**Task requirements:**
**a)** According to the Armand v. State excerpt, on what ground did the defendant object to the trial court admitting State's exhibit number 3 into evidence? Answer in one to three sentences.
**b)** Duplicate the Armand v. State excerpt from "Armand v. State" up to and including "Appellee (Plaintiff below).".
**c)** Decide whether each statement agrees with the Armand v. State excerpt. Answer yes or no for each, quoting the deciding words of the excerpt: (i) The defendant received a sentence of twenty years. (ii) The case was decided by the Indiana Court of Appeals. (iii) The conviction came after a bench trial.

**Given passage:**
******

Armand v. State

474 N.E.2d 1002 | Ind. | 1985

474 N.E.2d 1002 (1985)

Ray ARMAND, Appellant (Defendant below),
v.
STATE of Indiana, Appellee (Plaintiff below).

No. 683S236.

Supreme Court of Indiana.

March 5, 1985.

*1003 Francis J. Schafer, Jr., Merrillville, for appellant.

Linley E. Pearson, Atty. Gen. of Ind., Robert K. Johnson, Deputy Atty. Gen., Indianapolis, for appellee.

PRENTICE, Justice.

Following a trial by jury, Defendant (Appellant) was convicted of attempted robbery, a class A felony, Ind. Code §§ 35-41-5-1 and 35-42-5-1 (Burns 1979) and was sentenced to twenty (20) years imprisonment. His direct appeal presents three (3) issues for our review, as follows:

(1) Whether the trial court erred when it instructed the jury that duress is not a defense to the charge of attempted robbery;

(2) Whether Ind. Code § 35-41-3-8 (Burns 1979) is unconstitutionally vague;

(3) Whether the trial court erred in admitting into evidence State's exhibit number 3, a gun, over Defendant's objection that an insufficient chain of custody had been shown.

******

Stored entries:
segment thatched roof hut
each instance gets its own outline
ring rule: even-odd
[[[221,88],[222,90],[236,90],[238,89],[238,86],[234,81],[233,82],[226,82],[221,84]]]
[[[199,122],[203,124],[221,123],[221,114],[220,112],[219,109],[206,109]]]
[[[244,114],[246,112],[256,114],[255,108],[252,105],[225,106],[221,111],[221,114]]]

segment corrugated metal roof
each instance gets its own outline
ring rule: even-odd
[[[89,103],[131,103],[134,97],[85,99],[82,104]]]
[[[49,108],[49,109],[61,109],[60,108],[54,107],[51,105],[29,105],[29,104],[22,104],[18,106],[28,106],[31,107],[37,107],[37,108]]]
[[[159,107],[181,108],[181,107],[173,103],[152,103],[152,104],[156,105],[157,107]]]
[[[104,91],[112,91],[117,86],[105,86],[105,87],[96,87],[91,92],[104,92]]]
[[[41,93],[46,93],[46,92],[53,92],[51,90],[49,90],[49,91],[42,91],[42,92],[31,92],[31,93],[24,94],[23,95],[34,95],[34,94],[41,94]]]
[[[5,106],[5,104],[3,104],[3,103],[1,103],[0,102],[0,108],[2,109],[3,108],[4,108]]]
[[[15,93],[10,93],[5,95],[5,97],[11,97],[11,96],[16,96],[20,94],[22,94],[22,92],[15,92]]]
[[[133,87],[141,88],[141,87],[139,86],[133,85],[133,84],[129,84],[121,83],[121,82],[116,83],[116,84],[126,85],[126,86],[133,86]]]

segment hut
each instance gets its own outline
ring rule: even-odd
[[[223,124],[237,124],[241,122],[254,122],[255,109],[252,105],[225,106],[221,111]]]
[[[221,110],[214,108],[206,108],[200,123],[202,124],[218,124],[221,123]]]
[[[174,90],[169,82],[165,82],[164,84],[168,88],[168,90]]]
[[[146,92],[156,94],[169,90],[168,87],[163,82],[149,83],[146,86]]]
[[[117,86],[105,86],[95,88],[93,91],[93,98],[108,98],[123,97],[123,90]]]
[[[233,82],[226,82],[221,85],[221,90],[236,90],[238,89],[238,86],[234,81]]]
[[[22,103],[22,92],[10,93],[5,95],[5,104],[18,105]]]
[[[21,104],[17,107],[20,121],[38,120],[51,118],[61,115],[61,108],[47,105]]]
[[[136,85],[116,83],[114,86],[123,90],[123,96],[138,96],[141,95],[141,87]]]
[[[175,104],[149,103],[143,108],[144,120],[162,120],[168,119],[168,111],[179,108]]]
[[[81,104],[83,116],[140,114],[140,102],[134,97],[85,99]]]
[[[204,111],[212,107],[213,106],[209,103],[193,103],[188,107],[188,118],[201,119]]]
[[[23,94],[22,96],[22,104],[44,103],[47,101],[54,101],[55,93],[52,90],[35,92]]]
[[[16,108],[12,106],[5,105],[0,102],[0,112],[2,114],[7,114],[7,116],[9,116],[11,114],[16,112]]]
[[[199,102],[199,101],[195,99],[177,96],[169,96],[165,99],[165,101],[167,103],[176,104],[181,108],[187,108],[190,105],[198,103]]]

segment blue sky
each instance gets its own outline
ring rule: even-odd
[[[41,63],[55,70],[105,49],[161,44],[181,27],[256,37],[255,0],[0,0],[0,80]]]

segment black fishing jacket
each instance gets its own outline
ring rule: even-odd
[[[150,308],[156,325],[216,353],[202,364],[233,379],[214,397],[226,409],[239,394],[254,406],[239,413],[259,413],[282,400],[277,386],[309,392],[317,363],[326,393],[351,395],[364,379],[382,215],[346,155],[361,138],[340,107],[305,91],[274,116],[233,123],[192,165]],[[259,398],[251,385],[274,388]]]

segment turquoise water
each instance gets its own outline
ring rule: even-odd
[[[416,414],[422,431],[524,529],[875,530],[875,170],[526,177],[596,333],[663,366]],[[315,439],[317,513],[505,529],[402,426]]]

******

**Responses per task:**
**a)** The defendant objected to the admission of State's exhibit number 3, a gun, because an insufficient chain of custody had been shown.

**b)**
Armand v. State

474 N.E.2d 1002 | Ind. | 1985

474 N.E.2d 1002 (1985)

Ray ARMAND, Appellant (Defendant below),
v.
STATE of Indiana, Appellee (Plaintiff below).

**c)**
(i) Yes: "was sentenced to twenty (20) years imprisonment."
(ii) No: "Supreme Court of Indiana."
(iii) No: "Following a trial by jury"